-- BEGIN Excerpted data --

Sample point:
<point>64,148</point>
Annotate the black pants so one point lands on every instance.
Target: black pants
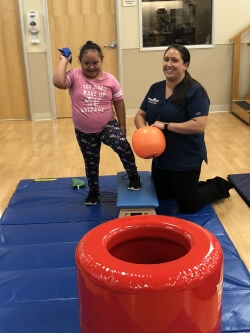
<point>90,145</point>
<point>184,187</point>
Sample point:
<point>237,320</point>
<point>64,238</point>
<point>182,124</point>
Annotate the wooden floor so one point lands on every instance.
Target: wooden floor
<point>43,149</point>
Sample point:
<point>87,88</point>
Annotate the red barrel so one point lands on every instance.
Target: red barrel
<point>149,274</point>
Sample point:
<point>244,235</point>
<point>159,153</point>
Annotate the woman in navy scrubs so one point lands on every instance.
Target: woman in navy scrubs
<point>179,106</point>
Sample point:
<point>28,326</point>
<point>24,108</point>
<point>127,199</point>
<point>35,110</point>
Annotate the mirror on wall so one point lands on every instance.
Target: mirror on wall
<point>186,22</point>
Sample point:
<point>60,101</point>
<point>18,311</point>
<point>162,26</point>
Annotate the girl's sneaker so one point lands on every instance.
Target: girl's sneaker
<point>134,183</point>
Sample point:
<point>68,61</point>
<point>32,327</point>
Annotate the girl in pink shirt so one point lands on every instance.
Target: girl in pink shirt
<point>93,94</point>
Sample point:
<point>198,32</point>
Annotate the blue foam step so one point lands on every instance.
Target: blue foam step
<point>143,198</point>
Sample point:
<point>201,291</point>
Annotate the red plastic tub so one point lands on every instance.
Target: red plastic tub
<point>149,274</point>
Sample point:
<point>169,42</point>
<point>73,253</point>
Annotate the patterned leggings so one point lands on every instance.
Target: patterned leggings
<point>90,145</point>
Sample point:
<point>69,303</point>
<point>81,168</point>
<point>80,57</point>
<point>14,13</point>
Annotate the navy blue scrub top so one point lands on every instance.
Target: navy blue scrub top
<point>183,151</point>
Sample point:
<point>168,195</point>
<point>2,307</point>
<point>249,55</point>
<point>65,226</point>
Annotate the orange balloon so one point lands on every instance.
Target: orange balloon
<point>148,142</point>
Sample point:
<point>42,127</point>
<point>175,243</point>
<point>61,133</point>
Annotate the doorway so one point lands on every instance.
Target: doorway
<point>13,92</point>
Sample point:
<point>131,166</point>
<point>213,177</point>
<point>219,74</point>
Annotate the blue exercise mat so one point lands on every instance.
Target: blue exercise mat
<point>241,182</point>
<point>39,232</point>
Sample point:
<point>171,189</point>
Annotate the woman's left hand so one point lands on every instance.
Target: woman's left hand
<point>159,124</point>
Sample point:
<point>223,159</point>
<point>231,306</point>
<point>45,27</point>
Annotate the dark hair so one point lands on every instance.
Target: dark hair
<point>181,90</point>
<point>90,46</point>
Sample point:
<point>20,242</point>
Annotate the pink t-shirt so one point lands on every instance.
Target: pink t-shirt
<point>92,99</point>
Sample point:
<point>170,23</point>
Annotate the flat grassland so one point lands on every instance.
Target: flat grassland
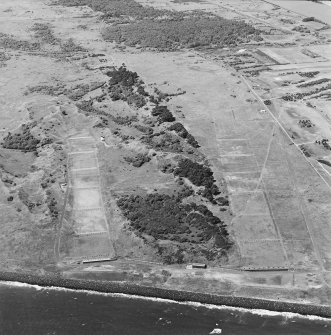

-- END Excerpted data --

» Work to complete
Please pick out every line in the records above that contains the word "pink", and copy each of those lines in full.

» Complete output
Annotate the girl in pink shirt so one point lands on every instance.
Target: girl in pink shirt
Annotate the pink t-shirt so one point lands on every instance.
Target: pink t-shirt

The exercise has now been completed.